Dataset excerpts –

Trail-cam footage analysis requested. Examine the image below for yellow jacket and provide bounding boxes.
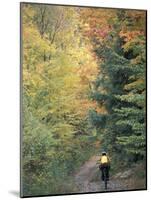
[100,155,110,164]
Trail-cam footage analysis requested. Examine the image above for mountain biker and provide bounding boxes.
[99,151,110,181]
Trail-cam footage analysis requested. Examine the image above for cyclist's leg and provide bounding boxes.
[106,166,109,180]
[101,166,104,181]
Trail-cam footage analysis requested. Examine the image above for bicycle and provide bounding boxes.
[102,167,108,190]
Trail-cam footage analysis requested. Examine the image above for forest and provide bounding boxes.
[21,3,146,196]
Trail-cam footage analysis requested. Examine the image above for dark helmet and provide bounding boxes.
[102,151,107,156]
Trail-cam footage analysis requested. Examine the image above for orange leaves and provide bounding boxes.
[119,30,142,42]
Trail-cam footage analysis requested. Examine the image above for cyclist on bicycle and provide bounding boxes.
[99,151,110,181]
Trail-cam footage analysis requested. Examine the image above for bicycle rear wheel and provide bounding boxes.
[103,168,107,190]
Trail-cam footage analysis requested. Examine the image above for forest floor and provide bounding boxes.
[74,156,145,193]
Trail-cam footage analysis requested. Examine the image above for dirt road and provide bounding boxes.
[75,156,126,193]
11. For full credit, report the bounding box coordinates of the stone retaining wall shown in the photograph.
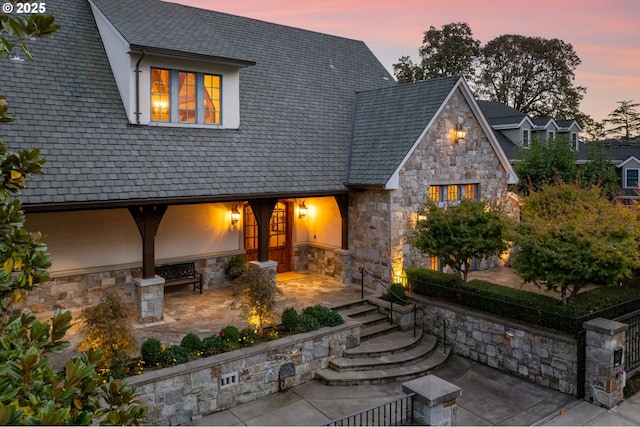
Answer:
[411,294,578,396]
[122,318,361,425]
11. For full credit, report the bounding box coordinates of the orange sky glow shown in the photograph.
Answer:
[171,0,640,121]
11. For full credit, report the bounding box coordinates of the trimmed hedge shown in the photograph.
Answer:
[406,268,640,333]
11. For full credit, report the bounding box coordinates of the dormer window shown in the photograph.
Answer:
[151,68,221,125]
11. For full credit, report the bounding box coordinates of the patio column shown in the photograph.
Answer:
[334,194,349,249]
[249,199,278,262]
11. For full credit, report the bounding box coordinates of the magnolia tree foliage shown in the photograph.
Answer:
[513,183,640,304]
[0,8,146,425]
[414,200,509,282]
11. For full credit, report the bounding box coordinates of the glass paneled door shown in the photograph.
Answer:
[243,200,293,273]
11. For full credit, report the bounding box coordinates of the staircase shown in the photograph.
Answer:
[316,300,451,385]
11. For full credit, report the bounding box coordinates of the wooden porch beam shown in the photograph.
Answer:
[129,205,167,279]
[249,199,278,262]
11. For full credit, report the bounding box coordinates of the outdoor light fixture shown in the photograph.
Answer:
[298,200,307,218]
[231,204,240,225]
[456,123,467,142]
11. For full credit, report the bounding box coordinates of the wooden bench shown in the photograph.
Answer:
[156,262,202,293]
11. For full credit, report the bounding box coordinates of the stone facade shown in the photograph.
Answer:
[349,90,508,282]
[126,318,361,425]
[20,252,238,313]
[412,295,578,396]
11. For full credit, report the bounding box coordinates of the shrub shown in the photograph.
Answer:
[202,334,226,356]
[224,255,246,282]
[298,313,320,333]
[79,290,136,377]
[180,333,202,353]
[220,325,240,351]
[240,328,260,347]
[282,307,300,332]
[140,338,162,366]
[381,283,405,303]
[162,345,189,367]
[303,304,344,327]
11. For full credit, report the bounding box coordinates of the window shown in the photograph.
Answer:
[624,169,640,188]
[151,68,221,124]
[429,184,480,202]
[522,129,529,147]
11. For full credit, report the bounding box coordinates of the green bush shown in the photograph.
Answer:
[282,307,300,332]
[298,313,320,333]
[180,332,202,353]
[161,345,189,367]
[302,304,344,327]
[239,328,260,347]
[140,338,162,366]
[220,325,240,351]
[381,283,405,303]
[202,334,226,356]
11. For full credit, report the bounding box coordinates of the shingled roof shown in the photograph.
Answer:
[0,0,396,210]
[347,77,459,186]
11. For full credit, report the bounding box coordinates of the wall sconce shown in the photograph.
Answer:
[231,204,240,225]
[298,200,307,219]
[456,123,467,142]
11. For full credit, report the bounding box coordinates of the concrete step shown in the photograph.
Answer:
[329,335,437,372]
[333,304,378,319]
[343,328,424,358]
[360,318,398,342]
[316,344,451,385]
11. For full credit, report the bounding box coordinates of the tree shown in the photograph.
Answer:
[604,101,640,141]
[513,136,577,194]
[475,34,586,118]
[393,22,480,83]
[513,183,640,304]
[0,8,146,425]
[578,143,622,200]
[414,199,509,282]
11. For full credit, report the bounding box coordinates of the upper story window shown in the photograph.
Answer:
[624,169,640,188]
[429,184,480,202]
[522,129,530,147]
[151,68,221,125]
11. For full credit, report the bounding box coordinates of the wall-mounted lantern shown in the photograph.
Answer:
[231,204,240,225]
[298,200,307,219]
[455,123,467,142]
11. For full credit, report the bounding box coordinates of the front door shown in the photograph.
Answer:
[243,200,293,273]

What is expected –
Format every line of the records above as a JSON list of strings, one string per line, with blank lines skipped and the pictures left out.

Finished exercise –
[
  "Trail-cam footage analysis requested. Examine the image below for yellow jacket and provide bounding boxes.",
  "[100,155,110,164]",
  "Trail-cam footage analysis requested. Examine the image above for mountain biker and provide bounding boxes.",
  "[99,151,110,181]",
  "Trail-cam footage analysis requested. Examine the image above for cyclist's leg and provide bounding boxes.",
  "[106,166,109,180]",
  "[101,166,104,181]",
  "Trail-cam footage analysis requested. Examine the image above for bicycle and provide bounding boxes.",
  "[102,167,108,190]",
  "Trail-cam footage analysis requested. Examine the image above for forest and provide bounding boxes.",
  "[21,3,146,196]",
  "Trail-cam footage analysis requested. Examine the image above for dark helmet and provide bounding boxes.",
  "[102,151,107,156]",
  "Trail-cam footage analysis requested. Examine the image above for orange leaves and provide bounding boxes.",
  "[119,30,142,42]",
  "Trail-cam footage analysis requested. Examine the image above for cyclist on bicycle and provide bounding boxes.",
  "[99,151,110,181]",
  "Trail-cam footage analysis requested. Examine the image above for bicycle rear wheel and provide bounding boxes.",
  "[103,168,107,190]",
  "Trail-cam footage analysis requested. Examine the image above for forest floor and provide bounding boxes.",
  "[74,156,145,193]",
  "Trail-cam footage analysis requested. Examine the image above for dirt road and provide bounding boxes.",
  "[75,156,126,193]",
  "11. For full credit, report the bounding box coordinates of the stone retaining wall shown in the photograph.",
  "Answer:",
  "[411,294,578,396]",
  "[122,318,361,425]",
  "11. For full credit, report the bounding box coordinates of the orange sky glow shown in the photograph.",
  "Answer:",
  "[171,0,640,121]",
  "11. For full credit, report the bounding box coordinates of the trimmed hedge shown in the photograph.",
  "Answer:",
  "[406,268,640,333]",
  "11. For full credit, report the bounding box coordinates of the dormer window shown in the photograph.",
  "Answer:",
  "[151,68,221,125]",
  "11. For full credit, report the bounding box coordinates of the patio column shown in the photograph.",
  "Answer:",
  "[334,194,349,249]",
  "[249,199,278,262]",
  "11. For full credit, report the bounding box coordinates of the magnolia tree foliage shown in the photograph.",
  "Answer:",
  "[513,183,640,304]",
  "[0,8,146,425]",
  "[414,200,509,282]",
  "11. For full credit, report the bounding box coordinates of the glass paneled door shown in the photograph.",
  "Answer:",
  "[243,200,293,273]",
  "11. For full credit, report the bounding box coordinates of the staircase shown in the photograph.",
  "Answer:",
  "[316,300,451,385]",
  "11. For full credit, report the bounding box coordinates of the wooden porch beam shown in the photograph.",
  "Answer:",
  "[129,205,167,279]",
  "[249,199,278,262]",
  "11. For full credit, report the bounding box coordinates of the outdoor light fixture shown in the photograph.",
  "Answer:",
  "[298,200,307,218]",
  "[231,204,240,225]",
  "[456,123,467,142]",
  "11. For full credit, report the bounding box coordinates of the wooden bench shown in the photograph.",
  "Answer:",
  "[156,262,202,293]",
  "11. For full credit, report the bounding box coordinates of the stone facade shown in the photograph.",
  "Answer:",
  "[349,90,508,282]",
  "[126,318,361,425]",
  "[20,252,238,313]",
  "[412,295,578,396]",
  "11. For full credit, report the bounding box coordinates of the shrub shown in the photograph.",
  "Answer:",
  "[202,334,226,356]",
  "[224,255,246,282]",
  "[298,313,320,333]",
  "[79,290,136,377]",
  "[180,333,202,353]",
  "[220,325,240,351]",
  "[240,328,260,347]",
  "[282,307,300,332]",
  "[140,338,162,366]",
  "[381,283,405,303]",
  "[162,345,189,367]",
  "[303,304,344,327]",
  "11. For full credit, report the bounding box coordinates of the window shown in the photograph.",
  "Answer:",
  "[624,169,640,188]",
  "[151,68,221,124]",
  "[429,184,480,202]",
  "[522,129,529,147]",
  "11. For full credit, report the bounding box coordinates of the green bush shown in the photograph.",
  "Answer:",
  "[282,307,300,332]",
  "[298,313,320,333]",
  "[180,332,202,353]",
  "[161,345,189,367]",
  "[302,304,344,327]",
  "[239,328,260,347]",
  "[140,338,162,366]",
  "[220,325,240,351]",
  "[381,283,405,303]",
  "[202,334,226,356]",
  "11. For full credit, report the bounding box coordinates of the shingled roof shown in the photograph.",
  "Answer:",
  "[0,0,396,210]",
  "[347,77,459,186]",
  "11. For full credit, report the bounding box coordinates of the wall sconce shown in the photograph.",
  "Answer:",
  "[231,204,240,225]",
  "[298,200,307,219]",
  "[456,123,467,142]",
  "11. For full credit, report the bounding box coordinates of the concrete step shown in the photograph.",
  "Answer:",
  "[329,335,437,372]",
  "[333,304,378,319]",
  "[343,328,424,358]",
  "[360,318,398,342]",
  "[316,344,451,385]",
  "11. For full credit, report the bounding box coordinates of the tree shown in the photograph.",
  "Answer:",
  "[604,101,640,141]",
  "[513,136,577,194]",
  "[475,34,586,118]",
  "[393,22,480,83]",
  "[513,183,640,304]",
  "[0,8,146,425]",
  "[578,143,622,200]",
  "[414,199,509,282]",
  "11. For full credit, report the bounding box coordinates of the upper story window shown in the photograph.",
  "Answer:",
  "[624,169,640,188]",
  "[429,184,480,202]",
  "[522,129,530,147]",
  "[151,68,221,125]",
  "11. For full credit, report the bounding box coordinates of the wall-mounted lantern shown in the photograph.",
  "Answer:",
  "[231,204,240,225]",
  "[298,200,307,219]",
  "[455,123,467,142]",
  "11. For full credit, report the bounding box coordinates of the front door shown in the photograph.",
  "Answer:",
  "[243,200,293,273]"
]